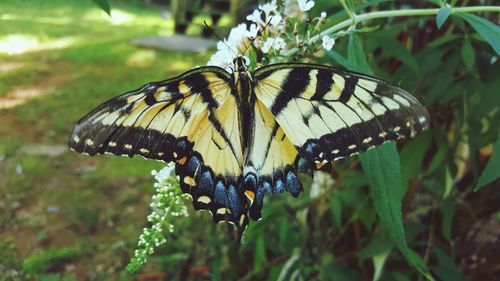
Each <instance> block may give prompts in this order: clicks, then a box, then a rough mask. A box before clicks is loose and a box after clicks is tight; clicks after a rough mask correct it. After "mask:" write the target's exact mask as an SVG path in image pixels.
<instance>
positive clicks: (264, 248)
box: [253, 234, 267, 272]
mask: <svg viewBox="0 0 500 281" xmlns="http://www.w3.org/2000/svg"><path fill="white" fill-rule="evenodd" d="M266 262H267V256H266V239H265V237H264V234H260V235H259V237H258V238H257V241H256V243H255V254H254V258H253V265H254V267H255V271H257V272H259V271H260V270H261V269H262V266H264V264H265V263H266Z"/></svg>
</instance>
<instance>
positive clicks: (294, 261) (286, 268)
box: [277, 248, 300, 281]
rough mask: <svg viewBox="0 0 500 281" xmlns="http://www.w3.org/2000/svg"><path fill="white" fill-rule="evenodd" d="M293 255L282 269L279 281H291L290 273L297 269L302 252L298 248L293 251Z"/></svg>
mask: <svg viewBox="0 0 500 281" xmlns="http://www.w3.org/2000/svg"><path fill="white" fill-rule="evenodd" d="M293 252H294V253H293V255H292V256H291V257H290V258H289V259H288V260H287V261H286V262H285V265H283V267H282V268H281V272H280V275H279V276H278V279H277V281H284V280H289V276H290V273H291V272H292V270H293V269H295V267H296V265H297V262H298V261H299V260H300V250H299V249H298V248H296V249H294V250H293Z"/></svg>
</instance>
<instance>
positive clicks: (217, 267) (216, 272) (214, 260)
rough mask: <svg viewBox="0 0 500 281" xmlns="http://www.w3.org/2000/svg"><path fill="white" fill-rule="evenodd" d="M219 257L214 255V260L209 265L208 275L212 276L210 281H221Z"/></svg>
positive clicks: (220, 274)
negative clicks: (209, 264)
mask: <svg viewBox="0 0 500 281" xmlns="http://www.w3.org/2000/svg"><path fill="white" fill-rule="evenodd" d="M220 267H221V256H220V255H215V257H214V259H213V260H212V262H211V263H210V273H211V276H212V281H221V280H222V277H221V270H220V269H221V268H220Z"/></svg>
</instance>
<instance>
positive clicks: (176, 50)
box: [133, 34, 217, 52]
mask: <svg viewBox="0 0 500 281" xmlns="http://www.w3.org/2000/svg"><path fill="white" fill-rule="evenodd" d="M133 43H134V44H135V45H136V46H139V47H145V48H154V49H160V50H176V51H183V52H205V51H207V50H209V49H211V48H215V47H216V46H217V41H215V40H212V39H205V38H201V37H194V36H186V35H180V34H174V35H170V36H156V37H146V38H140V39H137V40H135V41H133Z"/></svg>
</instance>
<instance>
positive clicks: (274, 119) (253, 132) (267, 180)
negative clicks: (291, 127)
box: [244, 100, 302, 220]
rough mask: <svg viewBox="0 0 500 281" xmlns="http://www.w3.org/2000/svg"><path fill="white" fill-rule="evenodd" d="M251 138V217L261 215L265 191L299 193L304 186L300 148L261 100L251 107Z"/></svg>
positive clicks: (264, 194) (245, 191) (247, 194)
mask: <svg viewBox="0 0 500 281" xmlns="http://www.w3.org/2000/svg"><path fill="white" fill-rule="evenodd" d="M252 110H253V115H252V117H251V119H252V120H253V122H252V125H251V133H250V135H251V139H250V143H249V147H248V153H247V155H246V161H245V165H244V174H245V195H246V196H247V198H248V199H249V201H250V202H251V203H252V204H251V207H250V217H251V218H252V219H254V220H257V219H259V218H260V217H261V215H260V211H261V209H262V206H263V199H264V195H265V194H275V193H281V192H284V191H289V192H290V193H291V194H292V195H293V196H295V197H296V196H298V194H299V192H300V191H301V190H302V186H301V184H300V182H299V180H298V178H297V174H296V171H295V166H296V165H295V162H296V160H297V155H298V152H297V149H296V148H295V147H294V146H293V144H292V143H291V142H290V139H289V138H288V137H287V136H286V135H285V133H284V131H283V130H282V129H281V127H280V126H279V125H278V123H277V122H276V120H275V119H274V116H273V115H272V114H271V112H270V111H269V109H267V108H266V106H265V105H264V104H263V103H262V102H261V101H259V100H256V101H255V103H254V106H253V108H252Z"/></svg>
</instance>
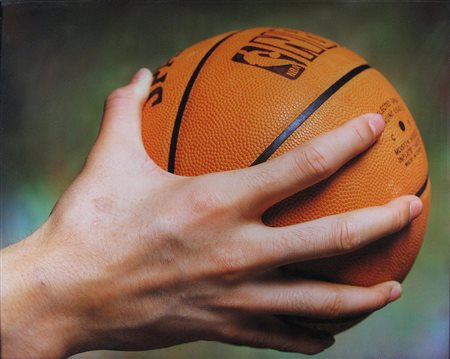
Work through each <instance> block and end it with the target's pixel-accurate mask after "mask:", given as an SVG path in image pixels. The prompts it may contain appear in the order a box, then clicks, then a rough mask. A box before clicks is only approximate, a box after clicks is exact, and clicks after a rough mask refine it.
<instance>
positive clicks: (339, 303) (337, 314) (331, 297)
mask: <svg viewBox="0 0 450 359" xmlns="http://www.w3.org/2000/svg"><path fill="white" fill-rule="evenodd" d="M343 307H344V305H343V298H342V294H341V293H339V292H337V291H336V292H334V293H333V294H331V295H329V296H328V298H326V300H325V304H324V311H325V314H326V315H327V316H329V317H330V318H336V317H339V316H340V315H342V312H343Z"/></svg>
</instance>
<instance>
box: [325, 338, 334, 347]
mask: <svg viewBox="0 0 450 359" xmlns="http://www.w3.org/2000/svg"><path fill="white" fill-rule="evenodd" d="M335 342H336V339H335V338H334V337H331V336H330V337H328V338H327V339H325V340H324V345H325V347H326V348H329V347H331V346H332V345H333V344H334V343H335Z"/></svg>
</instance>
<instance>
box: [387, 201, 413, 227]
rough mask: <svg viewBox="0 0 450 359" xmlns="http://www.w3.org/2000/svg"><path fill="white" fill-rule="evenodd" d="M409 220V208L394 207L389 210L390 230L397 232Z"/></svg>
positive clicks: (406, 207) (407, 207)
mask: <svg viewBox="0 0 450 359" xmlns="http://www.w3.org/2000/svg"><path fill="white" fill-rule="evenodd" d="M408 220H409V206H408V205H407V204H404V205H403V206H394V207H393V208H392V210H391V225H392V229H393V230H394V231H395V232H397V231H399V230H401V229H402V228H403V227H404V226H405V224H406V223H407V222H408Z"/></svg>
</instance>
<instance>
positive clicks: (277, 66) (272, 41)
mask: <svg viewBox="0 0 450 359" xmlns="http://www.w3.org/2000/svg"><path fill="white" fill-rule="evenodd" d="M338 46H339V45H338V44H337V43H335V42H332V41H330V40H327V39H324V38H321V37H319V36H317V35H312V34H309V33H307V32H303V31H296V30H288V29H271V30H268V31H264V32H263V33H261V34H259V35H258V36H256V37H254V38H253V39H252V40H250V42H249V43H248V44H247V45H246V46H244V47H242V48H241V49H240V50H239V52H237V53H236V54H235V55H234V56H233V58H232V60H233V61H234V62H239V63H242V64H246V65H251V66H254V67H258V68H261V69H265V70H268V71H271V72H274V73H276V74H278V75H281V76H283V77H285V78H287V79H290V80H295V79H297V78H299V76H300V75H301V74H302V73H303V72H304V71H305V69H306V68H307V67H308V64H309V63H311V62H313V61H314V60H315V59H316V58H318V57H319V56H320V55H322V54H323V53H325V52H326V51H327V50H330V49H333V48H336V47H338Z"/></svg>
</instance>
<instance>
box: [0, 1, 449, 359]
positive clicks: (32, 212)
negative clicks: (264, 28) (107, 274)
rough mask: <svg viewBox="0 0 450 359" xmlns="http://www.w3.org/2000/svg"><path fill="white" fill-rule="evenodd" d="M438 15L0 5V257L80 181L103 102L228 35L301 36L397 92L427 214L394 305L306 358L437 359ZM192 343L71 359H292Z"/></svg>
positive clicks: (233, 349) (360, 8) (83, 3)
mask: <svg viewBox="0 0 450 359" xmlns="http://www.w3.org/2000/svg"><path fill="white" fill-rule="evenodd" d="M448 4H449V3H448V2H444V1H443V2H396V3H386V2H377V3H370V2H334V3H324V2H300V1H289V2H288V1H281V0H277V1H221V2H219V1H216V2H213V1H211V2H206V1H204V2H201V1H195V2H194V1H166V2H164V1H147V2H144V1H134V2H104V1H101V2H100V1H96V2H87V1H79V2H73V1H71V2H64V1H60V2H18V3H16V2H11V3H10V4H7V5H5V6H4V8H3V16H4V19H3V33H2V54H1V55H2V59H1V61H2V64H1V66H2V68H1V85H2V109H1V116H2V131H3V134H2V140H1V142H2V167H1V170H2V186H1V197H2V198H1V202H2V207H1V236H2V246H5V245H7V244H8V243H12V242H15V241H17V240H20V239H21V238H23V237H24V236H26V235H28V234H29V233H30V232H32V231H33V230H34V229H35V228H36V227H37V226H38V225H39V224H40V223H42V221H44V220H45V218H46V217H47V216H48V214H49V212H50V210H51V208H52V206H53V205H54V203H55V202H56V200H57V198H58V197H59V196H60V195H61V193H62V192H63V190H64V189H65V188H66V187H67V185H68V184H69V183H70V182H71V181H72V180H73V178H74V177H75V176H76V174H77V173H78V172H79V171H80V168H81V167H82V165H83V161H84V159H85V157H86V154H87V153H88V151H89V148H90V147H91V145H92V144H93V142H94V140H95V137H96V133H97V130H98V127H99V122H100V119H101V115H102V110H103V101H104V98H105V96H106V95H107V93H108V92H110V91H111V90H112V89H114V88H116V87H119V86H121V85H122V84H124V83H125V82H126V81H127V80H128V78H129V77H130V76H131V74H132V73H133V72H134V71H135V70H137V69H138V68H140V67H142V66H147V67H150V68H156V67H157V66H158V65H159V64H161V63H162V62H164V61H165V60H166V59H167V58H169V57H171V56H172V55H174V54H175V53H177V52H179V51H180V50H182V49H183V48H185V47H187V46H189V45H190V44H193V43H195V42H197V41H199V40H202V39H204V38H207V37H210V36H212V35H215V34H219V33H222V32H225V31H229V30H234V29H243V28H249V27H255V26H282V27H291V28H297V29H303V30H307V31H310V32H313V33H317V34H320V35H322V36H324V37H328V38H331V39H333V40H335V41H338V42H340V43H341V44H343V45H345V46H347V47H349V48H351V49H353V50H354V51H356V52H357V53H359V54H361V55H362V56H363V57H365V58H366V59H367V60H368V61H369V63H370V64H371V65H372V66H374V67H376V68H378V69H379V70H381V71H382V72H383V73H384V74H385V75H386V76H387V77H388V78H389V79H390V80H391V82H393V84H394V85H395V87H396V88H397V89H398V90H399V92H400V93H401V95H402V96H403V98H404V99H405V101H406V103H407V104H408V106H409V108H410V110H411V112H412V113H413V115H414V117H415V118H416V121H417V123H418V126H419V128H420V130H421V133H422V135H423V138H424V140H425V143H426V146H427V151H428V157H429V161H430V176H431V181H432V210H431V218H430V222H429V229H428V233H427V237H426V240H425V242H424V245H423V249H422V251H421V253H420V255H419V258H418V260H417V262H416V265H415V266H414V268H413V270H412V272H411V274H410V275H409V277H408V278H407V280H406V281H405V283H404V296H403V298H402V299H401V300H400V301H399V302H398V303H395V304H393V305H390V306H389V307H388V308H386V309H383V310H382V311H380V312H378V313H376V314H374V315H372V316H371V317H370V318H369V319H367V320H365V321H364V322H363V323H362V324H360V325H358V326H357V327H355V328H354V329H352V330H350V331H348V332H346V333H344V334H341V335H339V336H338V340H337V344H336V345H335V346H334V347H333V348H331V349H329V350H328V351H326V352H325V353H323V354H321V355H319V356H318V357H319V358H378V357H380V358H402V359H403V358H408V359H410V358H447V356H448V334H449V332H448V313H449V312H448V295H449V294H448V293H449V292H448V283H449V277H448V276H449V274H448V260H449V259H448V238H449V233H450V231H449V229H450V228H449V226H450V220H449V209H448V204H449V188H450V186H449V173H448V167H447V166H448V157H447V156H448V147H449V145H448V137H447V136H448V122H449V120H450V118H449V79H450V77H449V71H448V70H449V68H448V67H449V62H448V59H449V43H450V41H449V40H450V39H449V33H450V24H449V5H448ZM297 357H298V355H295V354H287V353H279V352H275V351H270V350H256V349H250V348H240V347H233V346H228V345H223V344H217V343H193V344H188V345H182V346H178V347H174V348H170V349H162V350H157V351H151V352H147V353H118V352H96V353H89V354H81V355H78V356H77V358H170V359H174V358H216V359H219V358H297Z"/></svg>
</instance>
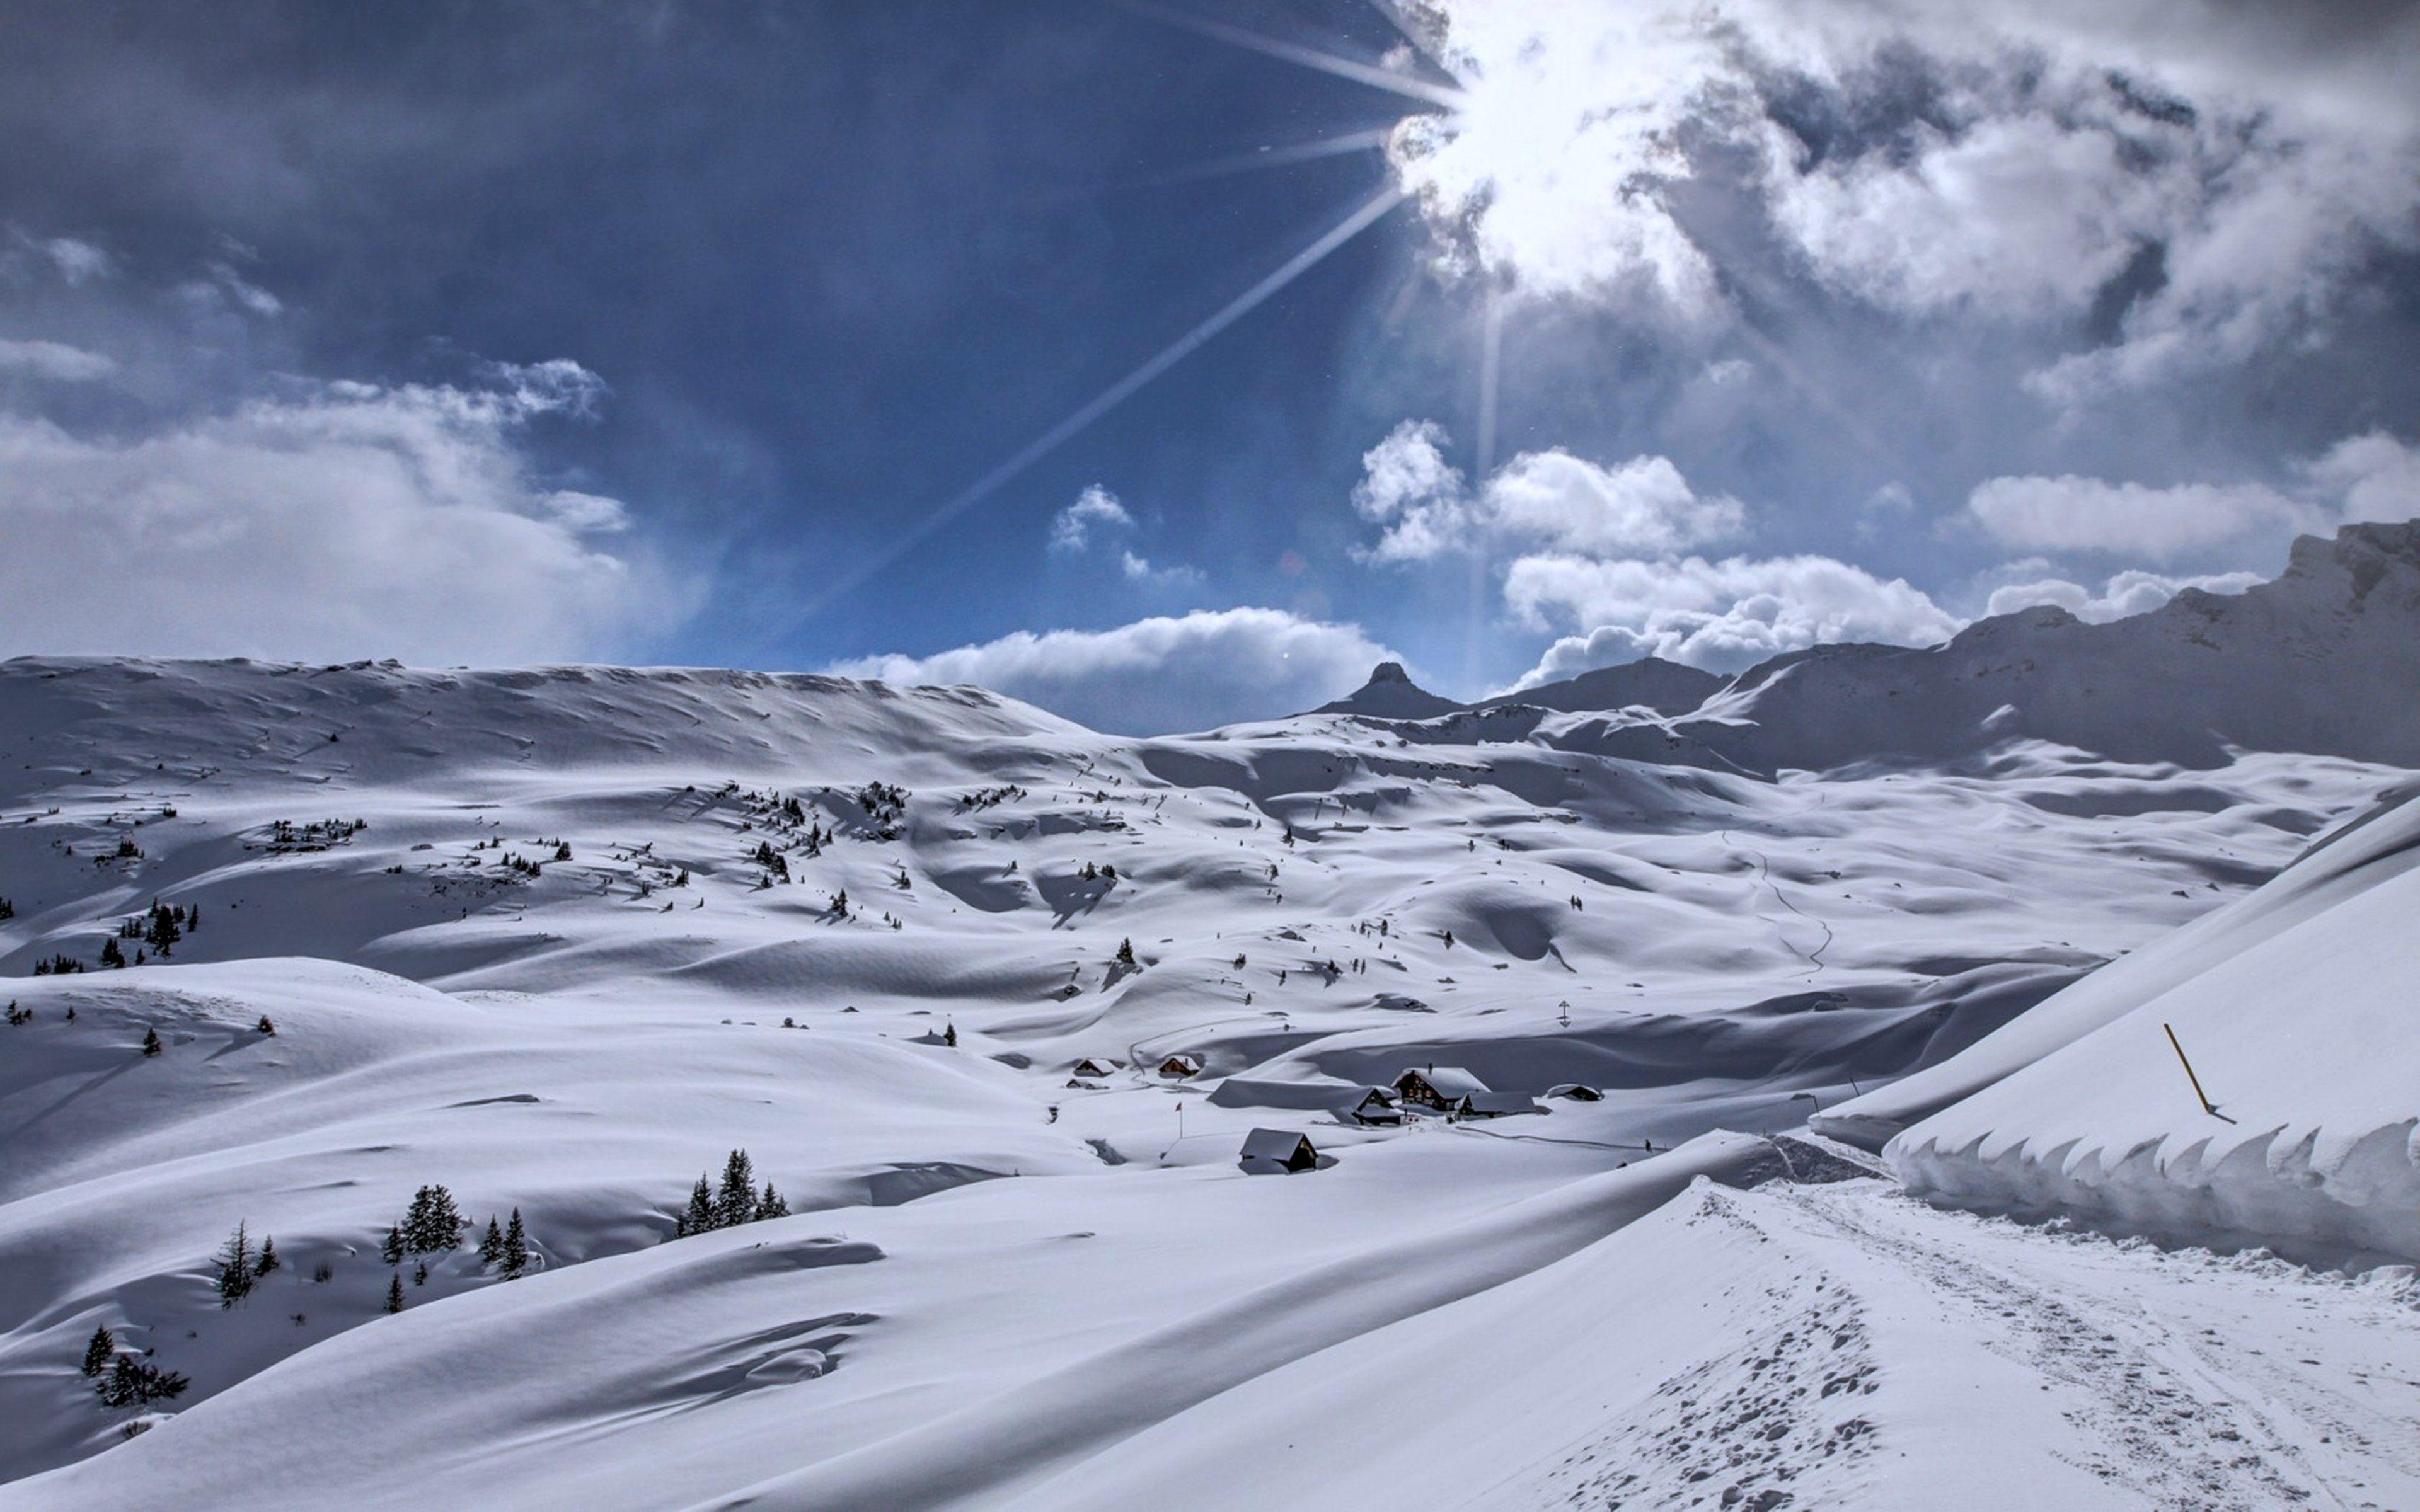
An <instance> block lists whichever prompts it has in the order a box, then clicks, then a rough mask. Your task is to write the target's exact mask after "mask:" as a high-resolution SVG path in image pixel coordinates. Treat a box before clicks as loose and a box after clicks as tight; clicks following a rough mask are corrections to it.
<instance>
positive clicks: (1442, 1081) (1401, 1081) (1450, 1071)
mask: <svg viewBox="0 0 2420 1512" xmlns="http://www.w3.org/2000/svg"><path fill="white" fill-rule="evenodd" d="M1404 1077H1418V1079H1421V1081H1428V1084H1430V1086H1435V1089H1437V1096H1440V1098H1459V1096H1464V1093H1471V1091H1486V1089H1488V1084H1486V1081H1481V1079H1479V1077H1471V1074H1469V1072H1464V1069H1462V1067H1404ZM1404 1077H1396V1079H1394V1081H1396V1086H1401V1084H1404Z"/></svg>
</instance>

::::

Return the material word for word, from its beginning through the line containing "box: [277, 248, 300, 281]", with both ends included and any pictures left out.

REPLY:
Each <instance> block may give prompts in this order: clicks, then a box, then a rough mask. A box before clicks is loose and a box after clicks is tight; clicks after a rough mask correct it. After "mask:" write the target's exact mask as an SVG path in image pixels.
<instance>
positive clicks: (264, 248)
box: [253, 234, 267, 272]
mask: <svg viewBox="0 0 500 281" xmlns="http://www.w3.org/2000/svg"><path fill="white" fill-rule="evenodd" d="M266 262H267V256H266V239H265V237H264V234H260V235H259V237H258V238H257V241H256V243H255V254H254V258H253V265H254V267H255V271H257V272H259V271H260V270H261V269H262V266H264V264H265V263H266Z"/></svg>
</instance>
<instance>
positive clicks: (294, 261) (286, 268)
box: [277, 248, 300, 281]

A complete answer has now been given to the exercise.